■ **TEXTE FOURNI**:
Cette mission de faire évoluer l’Homme
vers Dieu, le Prophète de l’Islam la réalisa en transmettant
le message de l’unicité divine, at-tawhid, contre
l’idolâtrie et le fétichisme qui régnaient à l’époque
dans la péninsule arabique. L’appel à l’unicité divine
reposait sur la négation de la divinité aux idoles de l’époque,
tel que Houbal, Uzza, Allat ou Manat, pour ne vouer un culte
exclusif qu’à Allah.
De même, avant Mohammed (PSL), les prophètes
et les messagers d’Allah (ST) luttèrent contre l’idolâtrie
et le fétichisme régnant dans leur société respective au nom
du tawhid. Allah dans le Coran nous dit : « Nous
avons envoyé dans chaque communauté un messager [pour leur dire] :
« Adorez Allah et écartez-vous du Taghout » »
; « et Nous n’avons envoyé avant toi aucun
Messager à qui nous n’ayons révélé : « Point de
divinité en dehors de Moi. Adorez-Moi donc ».
Le prophète Nouh dénonça les idoles Wadd,
Sawa, Yaghut, Ya’uq et Nasr
et annonce à son peuple : « Je suis pour vous un
avertisseur explicite afin que vous n’adoriez qu’Allah. Je
crains pour vous le châtiment d’un jour douloureux ».
Le prophète Ibrahim brisa les idoles qu’adorait son peuple
pour l’appeler au tawhid. Il affirma : « Je
désavoue totalement ce que vous adorez, à l’exception de Celui
qui m’a créé, car c’est lui qui me guidera ».
Dans le Sinaï, le prophète Moussa combattit les adorateurs du
Veau d’Or au nom du tawhid.
Le tawhid repose en Islam sur la
profession de foi : « La ilaha illa Allah » [Il
n’y a point de divinité à part Allah]. Cette profession de foi
commence par une négation de toutes les idoles et de tous les fétiches
en dehors d’Allah.
Une négation de tous les pouvoirs afin de
libérer l’Homme des oppressions sociales pour le lier à Allah.
En ce sens l’Islam contient un message profondément libérateur
puisqu’il tend à affranchir les Hommes de leurs semblables et
des forces sociales oppressives pour lier l’Homme uniquement et
directement à Allah.
A propos du caractère libérateur de cette
profession de foi, Abd ar-Rahman al-Kawakibi écrivait que les
despotes « ont peur de la science, jusqu’à craindre
que les gens ne comprennent le sens des mots « Il n’est de
Dieu que Dieu », et ne sachent pourquoi (ce verset) est
privilégié, et pourquoi l’Islam est fondé sur lui. L’Islam,
voire même l’ensemble des religions, est fondé sur le fait
qu’il n’est de Dieu que Dieu, c’est-à-dire que personne
d’autre que Lui ne saurait être véritablement adoré, personne
d’autre que la créature suprême.

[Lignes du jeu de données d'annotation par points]
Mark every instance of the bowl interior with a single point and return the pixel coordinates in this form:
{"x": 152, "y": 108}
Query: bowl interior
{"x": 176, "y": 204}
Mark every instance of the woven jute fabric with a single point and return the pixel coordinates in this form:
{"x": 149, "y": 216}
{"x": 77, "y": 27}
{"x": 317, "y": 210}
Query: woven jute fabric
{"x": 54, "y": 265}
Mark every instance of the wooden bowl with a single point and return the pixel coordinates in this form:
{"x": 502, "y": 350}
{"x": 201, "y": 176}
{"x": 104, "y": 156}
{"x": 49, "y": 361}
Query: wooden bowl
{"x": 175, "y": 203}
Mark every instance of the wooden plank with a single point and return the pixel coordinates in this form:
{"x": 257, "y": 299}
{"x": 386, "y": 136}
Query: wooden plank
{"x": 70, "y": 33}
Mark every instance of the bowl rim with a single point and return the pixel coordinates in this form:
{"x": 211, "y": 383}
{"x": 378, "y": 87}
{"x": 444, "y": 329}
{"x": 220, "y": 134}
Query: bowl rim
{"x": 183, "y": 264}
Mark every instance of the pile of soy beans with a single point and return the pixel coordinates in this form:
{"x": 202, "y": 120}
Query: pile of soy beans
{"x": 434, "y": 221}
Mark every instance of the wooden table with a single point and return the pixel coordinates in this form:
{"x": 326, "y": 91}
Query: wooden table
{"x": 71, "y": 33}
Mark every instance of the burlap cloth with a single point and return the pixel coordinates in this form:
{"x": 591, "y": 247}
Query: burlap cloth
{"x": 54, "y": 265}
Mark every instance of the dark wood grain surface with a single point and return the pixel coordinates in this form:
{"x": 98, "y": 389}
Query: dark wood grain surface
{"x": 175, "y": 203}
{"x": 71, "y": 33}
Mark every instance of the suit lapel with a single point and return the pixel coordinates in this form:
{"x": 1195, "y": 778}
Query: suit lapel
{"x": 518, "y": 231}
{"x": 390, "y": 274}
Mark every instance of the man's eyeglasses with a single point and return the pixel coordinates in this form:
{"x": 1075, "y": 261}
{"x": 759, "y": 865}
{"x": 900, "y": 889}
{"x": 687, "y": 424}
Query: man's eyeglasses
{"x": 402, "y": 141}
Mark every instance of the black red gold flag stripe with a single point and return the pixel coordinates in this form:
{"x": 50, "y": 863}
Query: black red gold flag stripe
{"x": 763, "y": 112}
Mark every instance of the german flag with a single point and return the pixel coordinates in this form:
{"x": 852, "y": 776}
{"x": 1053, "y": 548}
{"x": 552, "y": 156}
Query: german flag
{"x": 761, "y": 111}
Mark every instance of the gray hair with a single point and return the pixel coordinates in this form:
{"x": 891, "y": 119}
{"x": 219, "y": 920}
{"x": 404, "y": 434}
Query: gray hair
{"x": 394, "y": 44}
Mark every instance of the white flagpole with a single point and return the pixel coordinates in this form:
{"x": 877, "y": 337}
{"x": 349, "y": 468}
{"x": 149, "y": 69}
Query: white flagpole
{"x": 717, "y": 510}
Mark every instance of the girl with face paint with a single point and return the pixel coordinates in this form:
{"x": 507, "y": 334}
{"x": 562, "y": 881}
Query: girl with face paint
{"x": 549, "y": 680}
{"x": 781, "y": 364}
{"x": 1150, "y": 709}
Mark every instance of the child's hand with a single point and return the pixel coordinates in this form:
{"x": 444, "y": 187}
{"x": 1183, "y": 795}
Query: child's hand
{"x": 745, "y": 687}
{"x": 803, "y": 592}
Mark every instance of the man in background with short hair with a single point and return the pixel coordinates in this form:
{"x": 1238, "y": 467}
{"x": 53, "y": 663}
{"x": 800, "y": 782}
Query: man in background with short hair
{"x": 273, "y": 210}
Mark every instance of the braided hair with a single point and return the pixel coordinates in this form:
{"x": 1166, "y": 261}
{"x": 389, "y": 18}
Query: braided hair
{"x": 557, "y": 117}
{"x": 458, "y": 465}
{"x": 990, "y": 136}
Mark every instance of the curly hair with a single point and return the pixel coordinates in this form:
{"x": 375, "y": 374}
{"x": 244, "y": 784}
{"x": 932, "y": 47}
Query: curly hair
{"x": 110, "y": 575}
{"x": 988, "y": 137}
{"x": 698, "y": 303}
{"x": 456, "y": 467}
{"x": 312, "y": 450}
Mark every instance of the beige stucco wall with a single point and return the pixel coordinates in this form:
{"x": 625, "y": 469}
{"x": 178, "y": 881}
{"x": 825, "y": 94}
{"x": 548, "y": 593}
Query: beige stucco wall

■ **CONSIGNES**:
#1 Donnez les noms de toutes les idoles que le prophète Nouh dénonce dans le texte sur le tawhid.
#2 Écrivez la suite du texte sur le tawhid, à partir de sa dernière phrase.
Ces lignes n'ont aucun lien avec le texte sur le tawhid.

■ **RÉPONSES PAR CONSIGNE**:
#1 Wadd, Sawa, Yaghut, Ya'uq et Nasr.

#2
Or, l’adoration signifie
l’humiliation et la soumission. Dès lors, la signification du
verset « Il n’y est de Dieu que Dieu » est que
personne d’autre que Dieu ne mérite qu’on s’humilie et
qu’on se soumette à lui. Comment les despotes pourraient-ils
tolérer que leurs sujets connaissent ce sens et agissent selon
lui ? »
Sous le règne de la marchandise, produit
par la civilisation capitaliste, le despote ne prend pas forcément
l’apparence d’un individu mais plutôt celui d’un système
global dans lequel « l’homme n’est plus rien » pour
reprendre les mots de Karl Marx. De fait, pour réduire a néant
cette profession de foi potentiellement libératrice, la
civilisation capitaliste s’attache à intégrer à son système
réificateur l’Islam comme toutes les autres formes de cultures
non-marchandes qui pourraient réduire ou contester son emprise
totale sur la vie des Hommes et des sociétés.
L’Islam réifié, fétichisé, est ainsi
intégré dans ses panthéons du marché que sont les grandes
surfaces. Il est transformé en bijou doré que l’on porte
autour du cou, en habit que l’on revêt, en nourriture que
l’on mange. L’Islam fétichisé, vidé de tout contenu
spirituel et civilisationnel, se transforme en objet de
consommation que l’on achète, que l’on consomme et que
d’autres vendent. On vend et on achète de l’Islam comme on
vendrait et on achèterait n’importe quel produit.
Cependant cette intégration de l’Islam réifié
au panthéon du marché se fait sous la coupe des idoles de la
civilisation capitaliste : l’argent, le profit, la
marchandise, le marché ou le capital
lui-même. En effet, la civilisation capitaliste divinise ces
notions en les transformant en absolu supérieur à l’Homme, aux
cultures et aux spiritualités qui doivent impérativement leur être
soumis.
Ainsi, à la suite de certains théologiens
chrétiens de la libération, comme Hugo Assmann et Franz
Hinkelammert, nous pouvons définir le système capitaliste comme
idolâtre.
C’est dans la théologie implicite du
paradigme économique et dans la pratique dévotionnelle fétichiste quotidienne
que se manifeste la « religion économique » de la
civilisation capitaliste.
La divinisation du marché fabrique des
idoles sans autel visible donc plus difficile à combattre.
Pourtant Allah, dans le Coran, a mis en garde à de nombreuses
reprises les croyants contre le fait de Lui associer une divinité :
« Parmi les hommes, il en est qui prennent en dehors
d’Allah, des égaux à Lui, en les aimant comme on aime Allah.
Or les croyants sont les plus ardents en l’amour d’Allah.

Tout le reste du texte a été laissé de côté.